■ **Given records**:
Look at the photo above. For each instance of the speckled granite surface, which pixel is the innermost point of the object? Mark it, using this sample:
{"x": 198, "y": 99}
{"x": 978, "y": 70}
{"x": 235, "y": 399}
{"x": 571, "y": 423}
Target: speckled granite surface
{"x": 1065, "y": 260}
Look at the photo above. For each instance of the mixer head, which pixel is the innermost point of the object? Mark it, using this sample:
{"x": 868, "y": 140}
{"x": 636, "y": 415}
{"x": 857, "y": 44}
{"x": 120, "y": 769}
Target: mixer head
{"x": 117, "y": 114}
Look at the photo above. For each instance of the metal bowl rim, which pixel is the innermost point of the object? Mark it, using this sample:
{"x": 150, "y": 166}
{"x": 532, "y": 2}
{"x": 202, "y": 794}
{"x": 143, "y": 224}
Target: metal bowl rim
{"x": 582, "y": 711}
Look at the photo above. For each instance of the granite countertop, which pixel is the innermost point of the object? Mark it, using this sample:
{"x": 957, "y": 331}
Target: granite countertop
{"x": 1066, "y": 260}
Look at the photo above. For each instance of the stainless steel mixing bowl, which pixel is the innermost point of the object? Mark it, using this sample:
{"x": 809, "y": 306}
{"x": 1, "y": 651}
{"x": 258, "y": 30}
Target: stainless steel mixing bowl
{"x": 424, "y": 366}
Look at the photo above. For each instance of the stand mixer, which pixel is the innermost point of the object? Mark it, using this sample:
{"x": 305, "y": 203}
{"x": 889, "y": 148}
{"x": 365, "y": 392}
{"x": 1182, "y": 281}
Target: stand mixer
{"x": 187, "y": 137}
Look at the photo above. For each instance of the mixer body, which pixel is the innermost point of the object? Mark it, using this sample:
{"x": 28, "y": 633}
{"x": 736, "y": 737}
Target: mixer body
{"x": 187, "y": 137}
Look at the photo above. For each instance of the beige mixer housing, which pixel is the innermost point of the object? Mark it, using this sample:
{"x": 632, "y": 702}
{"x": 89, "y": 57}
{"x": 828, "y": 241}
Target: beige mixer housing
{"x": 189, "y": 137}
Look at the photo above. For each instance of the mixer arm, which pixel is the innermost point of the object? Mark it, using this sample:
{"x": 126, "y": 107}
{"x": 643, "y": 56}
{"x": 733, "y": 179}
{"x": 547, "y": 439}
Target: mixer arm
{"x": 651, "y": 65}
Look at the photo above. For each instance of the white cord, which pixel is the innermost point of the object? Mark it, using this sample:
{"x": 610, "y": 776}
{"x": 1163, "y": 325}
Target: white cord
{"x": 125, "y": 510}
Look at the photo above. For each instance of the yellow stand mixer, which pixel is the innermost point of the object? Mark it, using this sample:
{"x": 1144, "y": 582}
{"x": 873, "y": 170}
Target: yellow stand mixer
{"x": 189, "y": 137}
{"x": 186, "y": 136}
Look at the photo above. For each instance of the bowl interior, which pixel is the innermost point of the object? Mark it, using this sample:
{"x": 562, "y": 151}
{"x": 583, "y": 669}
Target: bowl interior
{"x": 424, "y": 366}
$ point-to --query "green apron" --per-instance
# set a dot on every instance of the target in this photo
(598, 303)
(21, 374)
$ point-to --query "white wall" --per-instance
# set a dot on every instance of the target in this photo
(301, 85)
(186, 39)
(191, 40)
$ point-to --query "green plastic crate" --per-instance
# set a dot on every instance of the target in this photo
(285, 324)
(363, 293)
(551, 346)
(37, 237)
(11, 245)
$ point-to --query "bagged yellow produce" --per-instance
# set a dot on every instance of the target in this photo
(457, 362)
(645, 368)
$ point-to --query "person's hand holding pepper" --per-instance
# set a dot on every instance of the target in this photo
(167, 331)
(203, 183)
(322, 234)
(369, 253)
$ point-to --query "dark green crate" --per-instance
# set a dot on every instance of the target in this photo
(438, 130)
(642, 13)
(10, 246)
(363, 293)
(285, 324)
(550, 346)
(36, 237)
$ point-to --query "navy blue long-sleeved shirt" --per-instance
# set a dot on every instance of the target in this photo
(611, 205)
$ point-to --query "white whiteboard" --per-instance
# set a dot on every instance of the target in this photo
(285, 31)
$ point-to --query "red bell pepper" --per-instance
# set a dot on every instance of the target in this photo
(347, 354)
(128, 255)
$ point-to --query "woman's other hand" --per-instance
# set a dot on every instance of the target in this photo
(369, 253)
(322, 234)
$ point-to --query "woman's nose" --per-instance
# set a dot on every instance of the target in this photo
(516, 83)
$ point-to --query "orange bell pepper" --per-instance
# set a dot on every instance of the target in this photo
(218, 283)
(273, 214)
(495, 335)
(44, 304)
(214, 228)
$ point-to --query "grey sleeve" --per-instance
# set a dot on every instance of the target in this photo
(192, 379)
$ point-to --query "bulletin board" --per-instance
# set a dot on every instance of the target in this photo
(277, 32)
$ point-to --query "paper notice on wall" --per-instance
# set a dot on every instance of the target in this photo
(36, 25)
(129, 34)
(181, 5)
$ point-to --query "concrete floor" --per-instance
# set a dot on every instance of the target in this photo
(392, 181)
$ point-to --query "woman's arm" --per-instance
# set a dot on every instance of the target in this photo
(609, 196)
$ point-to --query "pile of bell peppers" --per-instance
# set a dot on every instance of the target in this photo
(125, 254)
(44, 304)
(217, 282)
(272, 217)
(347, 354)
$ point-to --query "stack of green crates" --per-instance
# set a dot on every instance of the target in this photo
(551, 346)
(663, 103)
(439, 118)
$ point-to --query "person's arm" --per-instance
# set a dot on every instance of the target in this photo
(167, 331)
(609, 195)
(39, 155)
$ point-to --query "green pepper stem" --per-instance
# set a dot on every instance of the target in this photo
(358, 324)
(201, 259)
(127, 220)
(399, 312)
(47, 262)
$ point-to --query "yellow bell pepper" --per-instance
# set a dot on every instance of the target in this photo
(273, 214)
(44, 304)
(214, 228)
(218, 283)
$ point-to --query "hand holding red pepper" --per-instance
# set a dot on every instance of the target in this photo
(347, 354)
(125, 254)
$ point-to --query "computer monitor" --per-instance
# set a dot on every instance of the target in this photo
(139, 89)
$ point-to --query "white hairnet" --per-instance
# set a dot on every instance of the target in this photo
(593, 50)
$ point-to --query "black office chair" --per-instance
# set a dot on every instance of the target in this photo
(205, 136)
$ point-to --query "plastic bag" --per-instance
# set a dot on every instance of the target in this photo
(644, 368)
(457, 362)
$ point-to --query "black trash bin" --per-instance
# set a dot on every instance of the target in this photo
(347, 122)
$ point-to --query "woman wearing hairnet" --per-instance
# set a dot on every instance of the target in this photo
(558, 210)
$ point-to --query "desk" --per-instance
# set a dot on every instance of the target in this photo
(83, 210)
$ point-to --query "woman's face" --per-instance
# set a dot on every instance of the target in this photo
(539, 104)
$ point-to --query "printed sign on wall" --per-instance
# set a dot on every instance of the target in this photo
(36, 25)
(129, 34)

---

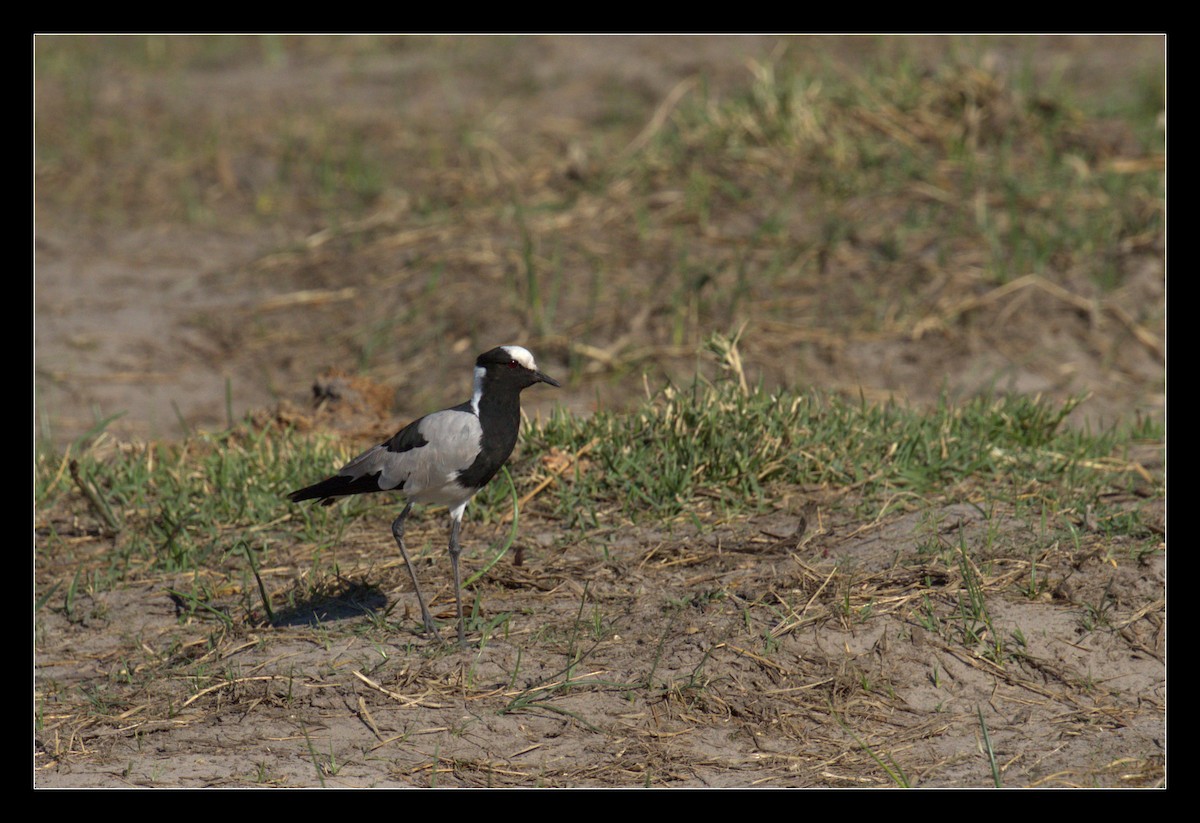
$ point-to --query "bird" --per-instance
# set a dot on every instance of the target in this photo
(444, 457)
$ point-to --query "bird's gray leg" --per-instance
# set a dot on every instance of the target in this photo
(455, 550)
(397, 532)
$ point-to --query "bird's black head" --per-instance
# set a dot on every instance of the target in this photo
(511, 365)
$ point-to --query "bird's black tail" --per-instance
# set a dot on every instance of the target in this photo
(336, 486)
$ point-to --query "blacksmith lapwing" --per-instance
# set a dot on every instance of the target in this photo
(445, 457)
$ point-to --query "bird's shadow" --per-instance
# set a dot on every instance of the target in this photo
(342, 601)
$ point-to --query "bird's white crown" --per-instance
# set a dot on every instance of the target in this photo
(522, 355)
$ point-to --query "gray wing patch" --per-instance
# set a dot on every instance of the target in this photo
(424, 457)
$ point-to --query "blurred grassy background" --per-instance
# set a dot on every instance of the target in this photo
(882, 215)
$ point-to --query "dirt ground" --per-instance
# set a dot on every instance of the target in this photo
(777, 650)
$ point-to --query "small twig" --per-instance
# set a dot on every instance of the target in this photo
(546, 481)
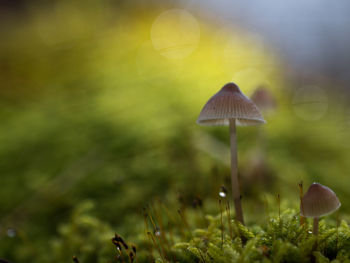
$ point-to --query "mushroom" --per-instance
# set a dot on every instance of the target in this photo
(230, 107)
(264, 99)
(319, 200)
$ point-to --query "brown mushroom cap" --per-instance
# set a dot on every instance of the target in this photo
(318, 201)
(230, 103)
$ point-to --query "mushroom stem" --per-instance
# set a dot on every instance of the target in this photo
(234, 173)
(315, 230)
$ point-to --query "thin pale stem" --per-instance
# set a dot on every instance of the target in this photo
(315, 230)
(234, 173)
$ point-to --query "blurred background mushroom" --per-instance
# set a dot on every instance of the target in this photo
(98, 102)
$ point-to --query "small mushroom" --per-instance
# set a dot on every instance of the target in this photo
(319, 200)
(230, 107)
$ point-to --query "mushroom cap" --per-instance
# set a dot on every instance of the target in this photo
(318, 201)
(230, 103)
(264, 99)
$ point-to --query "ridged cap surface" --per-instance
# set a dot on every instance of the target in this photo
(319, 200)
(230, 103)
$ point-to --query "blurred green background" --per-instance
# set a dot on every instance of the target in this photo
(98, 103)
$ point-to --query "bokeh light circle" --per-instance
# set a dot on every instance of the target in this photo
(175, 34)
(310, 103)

==

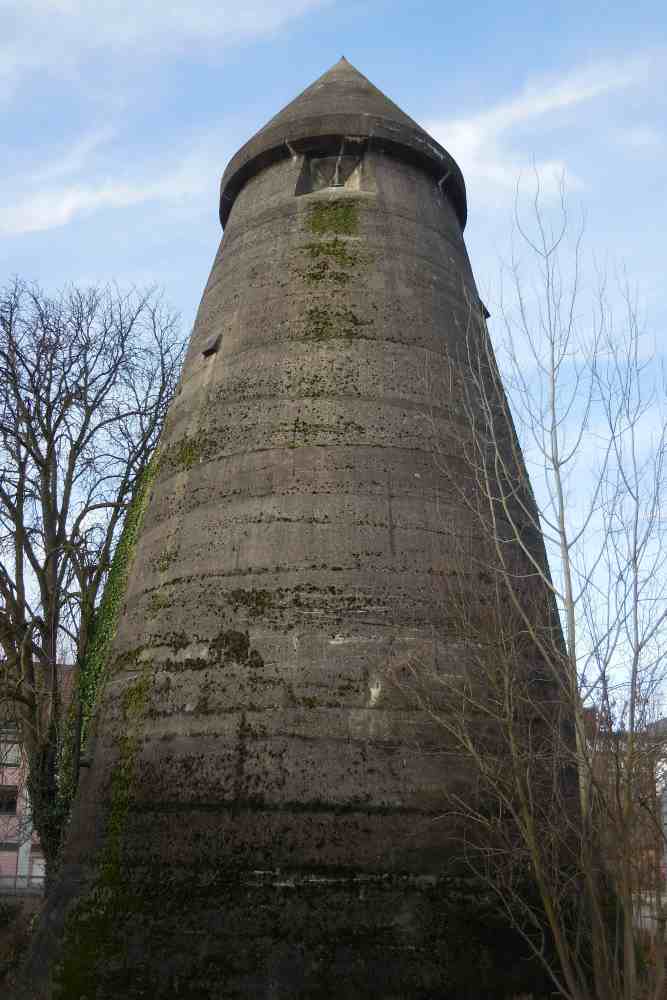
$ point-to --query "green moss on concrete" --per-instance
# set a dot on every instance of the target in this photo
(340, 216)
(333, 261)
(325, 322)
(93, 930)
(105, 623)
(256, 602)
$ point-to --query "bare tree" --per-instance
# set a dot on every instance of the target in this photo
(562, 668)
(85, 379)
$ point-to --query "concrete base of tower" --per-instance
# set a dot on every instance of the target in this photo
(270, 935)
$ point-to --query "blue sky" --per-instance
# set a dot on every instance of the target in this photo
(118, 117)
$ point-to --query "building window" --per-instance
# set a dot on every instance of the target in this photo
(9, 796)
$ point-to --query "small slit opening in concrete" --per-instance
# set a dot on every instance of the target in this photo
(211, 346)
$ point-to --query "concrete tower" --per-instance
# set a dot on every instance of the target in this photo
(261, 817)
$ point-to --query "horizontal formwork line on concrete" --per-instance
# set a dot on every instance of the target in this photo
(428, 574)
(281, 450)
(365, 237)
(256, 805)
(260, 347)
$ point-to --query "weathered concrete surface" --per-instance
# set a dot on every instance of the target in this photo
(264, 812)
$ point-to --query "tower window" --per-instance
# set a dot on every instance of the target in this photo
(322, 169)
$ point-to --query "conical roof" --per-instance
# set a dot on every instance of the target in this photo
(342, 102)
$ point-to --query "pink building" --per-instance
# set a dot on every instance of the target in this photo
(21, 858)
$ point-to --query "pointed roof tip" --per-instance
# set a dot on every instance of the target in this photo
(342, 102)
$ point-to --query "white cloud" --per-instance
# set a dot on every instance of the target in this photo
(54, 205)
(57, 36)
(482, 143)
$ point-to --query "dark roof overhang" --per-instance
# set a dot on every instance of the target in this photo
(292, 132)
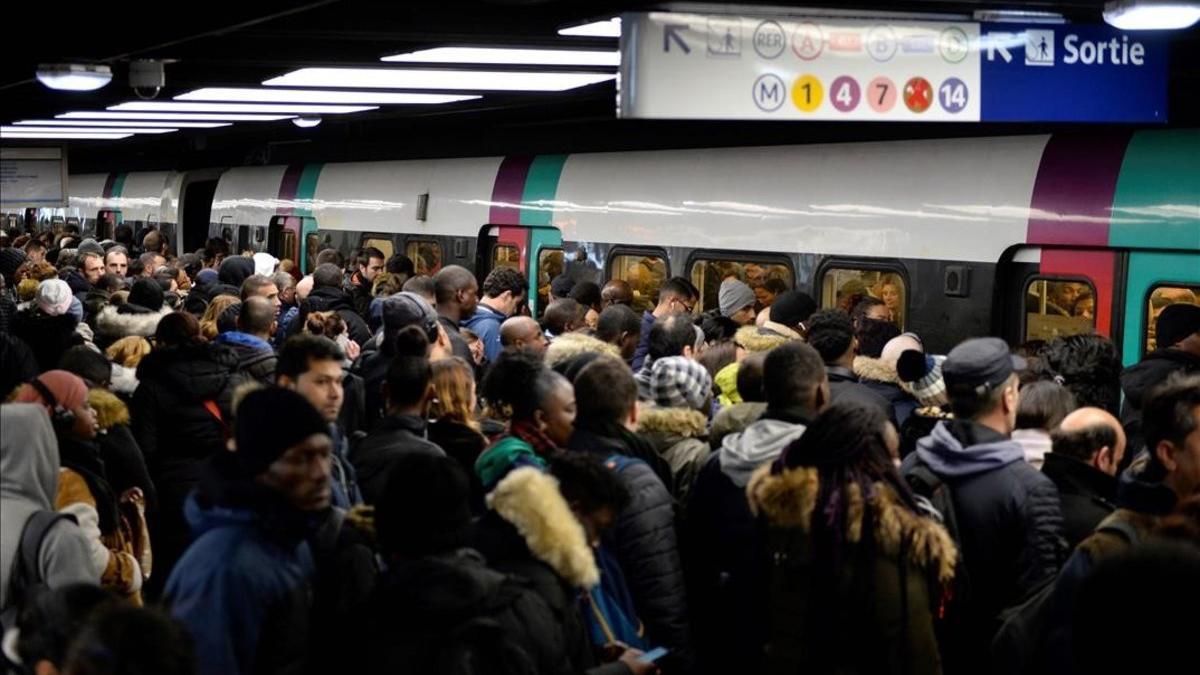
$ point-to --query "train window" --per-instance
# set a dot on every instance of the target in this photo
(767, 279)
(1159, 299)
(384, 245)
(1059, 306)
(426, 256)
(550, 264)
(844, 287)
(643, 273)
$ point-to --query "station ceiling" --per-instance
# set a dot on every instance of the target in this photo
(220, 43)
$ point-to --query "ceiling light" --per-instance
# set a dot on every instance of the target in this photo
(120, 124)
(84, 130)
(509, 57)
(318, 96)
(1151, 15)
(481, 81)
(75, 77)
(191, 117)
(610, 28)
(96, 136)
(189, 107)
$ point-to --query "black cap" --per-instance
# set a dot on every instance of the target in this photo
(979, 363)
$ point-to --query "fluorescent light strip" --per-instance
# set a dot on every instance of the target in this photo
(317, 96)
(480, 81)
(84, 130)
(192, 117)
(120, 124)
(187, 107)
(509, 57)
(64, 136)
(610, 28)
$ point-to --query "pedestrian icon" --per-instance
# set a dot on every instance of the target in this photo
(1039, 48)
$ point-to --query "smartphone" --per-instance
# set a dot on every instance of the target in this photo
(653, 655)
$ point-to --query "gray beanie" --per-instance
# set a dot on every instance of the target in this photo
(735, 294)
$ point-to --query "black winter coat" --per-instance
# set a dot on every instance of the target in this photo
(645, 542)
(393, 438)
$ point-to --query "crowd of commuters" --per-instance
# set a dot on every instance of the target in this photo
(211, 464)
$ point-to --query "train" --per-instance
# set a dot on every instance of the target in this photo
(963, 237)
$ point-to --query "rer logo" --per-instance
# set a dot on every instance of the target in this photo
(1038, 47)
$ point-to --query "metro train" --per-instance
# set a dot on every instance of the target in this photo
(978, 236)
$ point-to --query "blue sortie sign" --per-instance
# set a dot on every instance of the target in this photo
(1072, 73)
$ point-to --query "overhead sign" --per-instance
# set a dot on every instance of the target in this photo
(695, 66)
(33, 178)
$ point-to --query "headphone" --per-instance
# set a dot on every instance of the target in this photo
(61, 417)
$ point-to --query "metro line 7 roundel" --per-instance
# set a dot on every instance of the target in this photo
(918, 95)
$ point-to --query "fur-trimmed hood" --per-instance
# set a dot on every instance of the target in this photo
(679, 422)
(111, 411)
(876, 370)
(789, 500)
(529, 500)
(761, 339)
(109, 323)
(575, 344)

■ **Aim of the exercise**:
Copy each line above holding "blurred".

■ **Answer for the task**:
$ point-to --query "blurred grassy background" --per-instance
$ point-to --query "blurred background mushroom" --per-instance
$ point-to --query "blurred green background" --per-instance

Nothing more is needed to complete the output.